# Exercise
How many tones does the Fu'an dialect have, according to the text about the Fu'an dialect?

# Passage to read
■ ■ ■ ■ ■

Dialect of Eastern Min

The Fu'an dialect (福安話) is a dialect of Eastern Min, which is a branch of Min Chinese spoken mainly in the eastern part of Fujian Province, China.

The Fu'an dialect covers two city and three counties: Ningde, Fu'an, Shouning, Zhouning and Zherong County.

== Phonology ==
The Fu'an dialect has 18 initials, 50 rimes and 7 tones.

■ ■ ■ ■ ■

# Recorded data

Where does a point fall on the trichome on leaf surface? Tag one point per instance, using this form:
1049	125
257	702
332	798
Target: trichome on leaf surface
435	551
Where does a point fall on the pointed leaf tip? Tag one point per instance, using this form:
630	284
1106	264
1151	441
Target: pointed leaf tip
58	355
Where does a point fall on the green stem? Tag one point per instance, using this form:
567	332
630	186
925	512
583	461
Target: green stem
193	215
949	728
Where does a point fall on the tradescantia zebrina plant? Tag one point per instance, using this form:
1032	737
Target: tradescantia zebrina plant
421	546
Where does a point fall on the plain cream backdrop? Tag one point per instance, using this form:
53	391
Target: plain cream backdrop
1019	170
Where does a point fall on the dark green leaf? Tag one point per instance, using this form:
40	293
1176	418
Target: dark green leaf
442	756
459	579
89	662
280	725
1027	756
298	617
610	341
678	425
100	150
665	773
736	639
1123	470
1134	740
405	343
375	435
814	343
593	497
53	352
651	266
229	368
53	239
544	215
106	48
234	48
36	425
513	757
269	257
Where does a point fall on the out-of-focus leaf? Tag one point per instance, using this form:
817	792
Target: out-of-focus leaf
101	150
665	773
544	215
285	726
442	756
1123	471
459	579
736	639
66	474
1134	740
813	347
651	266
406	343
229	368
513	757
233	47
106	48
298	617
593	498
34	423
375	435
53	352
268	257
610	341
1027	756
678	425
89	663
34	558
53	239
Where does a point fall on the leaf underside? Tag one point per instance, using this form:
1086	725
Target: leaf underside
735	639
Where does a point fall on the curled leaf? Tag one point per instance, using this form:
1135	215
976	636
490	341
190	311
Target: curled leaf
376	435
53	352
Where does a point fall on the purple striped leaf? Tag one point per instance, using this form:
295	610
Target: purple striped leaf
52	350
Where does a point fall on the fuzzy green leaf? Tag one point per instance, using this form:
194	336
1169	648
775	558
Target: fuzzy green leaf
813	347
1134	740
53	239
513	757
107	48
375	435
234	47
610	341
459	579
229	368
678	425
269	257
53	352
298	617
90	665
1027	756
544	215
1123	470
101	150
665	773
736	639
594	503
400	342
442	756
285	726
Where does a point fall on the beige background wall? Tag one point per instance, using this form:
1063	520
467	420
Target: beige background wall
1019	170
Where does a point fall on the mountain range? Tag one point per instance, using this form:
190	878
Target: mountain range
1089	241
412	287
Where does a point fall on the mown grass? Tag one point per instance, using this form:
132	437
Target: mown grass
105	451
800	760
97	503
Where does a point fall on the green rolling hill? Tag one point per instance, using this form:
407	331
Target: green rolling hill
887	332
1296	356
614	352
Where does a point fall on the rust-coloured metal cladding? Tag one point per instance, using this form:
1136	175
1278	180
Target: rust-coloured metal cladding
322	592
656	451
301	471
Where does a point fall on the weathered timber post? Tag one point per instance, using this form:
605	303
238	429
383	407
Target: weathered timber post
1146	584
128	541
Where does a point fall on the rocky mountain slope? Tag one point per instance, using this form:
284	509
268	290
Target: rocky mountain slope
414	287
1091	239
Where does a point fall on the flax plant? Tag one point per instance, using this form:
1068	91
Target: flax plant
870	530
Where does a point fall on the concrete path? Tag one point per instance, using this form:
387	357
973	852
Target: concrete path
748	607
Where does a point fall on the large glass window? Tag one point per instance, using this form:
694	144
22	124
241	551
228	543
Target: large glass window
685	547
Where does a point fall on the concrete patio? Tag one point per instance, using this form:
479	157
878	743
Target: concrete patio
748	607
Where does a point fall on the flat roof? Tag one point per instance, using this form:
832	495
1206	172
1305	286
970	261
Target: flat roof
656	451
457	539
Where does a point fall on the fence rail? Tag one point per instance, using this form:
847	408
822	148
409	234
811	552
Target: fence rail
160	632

■ ■ ■ ■ ■

# Complete output
7 tones